# Data in this exercise

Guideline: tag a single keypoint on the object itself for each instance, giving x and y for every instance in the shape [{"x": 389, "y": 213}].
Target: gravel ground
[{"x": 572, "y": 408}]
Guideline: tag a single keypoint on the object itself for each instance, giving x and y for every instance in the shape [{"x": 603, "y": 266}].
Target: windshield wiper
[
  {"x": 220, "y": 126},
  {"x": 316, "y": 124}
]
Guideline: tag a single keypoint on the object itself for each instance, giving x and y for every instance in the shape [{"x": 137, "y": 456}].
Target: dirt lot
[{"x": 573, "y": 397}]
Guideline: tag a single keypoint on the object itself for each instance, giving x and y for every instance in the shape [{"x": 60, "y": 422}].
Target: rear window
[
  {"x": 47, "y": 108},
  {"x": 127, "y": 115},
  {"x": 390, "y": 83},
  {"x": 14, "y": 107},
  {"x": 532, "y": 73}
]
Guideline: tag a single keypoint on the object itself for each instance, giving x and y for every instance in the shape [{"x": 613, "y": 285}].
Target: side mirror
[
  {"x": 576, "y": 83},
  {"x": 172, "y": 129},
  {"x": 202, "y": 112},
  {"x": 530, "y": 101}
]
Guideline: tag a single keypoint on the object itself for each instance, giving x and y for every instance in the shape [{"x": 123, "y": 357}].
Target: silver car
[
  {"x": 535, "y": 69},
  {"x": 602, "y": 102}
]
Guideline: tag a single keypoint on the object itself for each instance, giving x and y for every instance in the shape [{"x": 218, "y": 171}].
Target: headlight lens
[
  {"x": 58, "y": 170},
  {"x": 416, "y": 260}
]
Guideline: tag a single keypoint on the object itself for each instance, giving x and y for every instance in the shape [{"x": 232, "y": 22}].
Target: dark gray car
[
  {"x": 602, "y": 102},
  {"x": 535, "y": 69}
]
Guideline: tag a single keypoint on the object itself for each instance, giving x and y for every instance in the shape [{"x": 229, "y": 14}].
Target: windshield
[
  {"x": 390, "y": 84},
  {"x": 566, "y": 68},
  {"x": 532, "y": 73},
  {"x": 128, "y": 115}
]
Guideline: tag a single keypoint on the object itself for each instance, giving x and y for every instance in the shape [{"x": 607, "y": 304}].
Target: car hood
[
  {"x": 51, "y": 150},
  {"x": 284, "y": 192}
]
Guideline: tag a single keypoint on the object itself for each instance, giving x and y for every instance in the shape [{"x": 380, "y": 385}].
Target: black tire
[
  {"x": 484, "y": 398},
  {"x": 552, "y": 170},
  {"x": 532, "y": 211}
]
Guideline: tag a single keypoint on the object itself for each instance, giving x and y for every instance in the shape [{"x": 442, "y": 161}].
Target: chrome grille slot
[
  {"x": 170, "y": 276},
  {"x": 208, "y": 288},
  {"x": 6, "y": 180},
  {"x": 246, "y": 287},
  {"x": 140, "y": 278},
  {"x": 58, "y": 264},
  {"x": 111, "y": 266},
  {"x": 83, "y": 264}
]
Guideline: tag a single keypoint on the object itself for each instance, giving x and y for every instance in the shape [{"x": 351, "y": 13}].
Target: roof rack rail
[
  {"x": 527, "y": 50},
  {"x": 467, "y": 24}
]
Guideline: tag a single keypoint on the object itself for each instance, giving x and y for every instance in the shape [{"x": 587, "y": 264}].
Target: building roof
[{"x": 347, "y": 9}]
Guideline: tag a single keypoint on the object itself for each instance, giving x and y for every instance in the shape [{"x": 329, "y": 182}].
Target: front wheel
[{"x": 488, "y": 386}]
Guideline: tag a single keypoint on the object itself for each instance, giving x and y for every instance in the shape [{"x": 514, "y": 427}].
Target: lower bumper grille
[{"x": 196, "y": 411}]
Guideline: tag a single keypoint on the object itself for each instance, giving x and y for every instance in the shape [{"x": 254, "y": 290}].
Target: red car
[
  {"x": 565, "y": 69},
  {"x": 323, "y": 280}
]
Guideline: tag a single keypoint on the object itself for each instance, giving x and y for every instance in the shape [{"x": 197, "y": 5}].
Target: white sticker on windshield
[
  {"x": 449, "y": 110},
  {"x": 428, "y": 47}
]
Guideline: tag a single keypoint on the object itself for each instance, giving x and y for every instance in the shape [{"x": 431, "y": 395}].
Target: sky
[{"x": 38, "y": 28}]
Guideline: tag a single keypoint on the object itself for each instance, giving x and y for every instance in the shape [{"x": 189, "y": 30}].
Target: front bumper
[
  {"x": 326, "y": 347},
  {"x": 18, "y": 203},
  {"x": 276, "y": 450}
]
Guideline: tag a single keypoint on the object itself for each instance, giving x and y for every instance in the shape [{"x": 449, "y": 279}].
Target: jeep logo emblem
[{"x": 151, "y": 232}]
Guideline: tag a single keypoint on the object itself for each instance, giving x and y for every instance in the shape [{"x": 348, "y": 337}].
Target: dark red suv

# The task
Could you print, exactly and with nothing else, the lines from the one containing "Target: front bumper" through the last line of the records above?

# Finished exercise
Target: front bumper
[
  {"x": 326, "y": 347},
  {"x": 18, "y": 203},
  {"x": 276, "y": 450}
]
Guideline: tag a single keypoint on the object itself for each instance, giving x and y for every instance in the shape [{"x": 449, "y": 279}].
Target: jeep logo emblem
[{"x": 151, "y": 232}]
Guideline: tag a single keypoint on the object itself for each instance, giving x and y for every instance in the shape [{"x": 348, "y": 337}].
Target: dark red suv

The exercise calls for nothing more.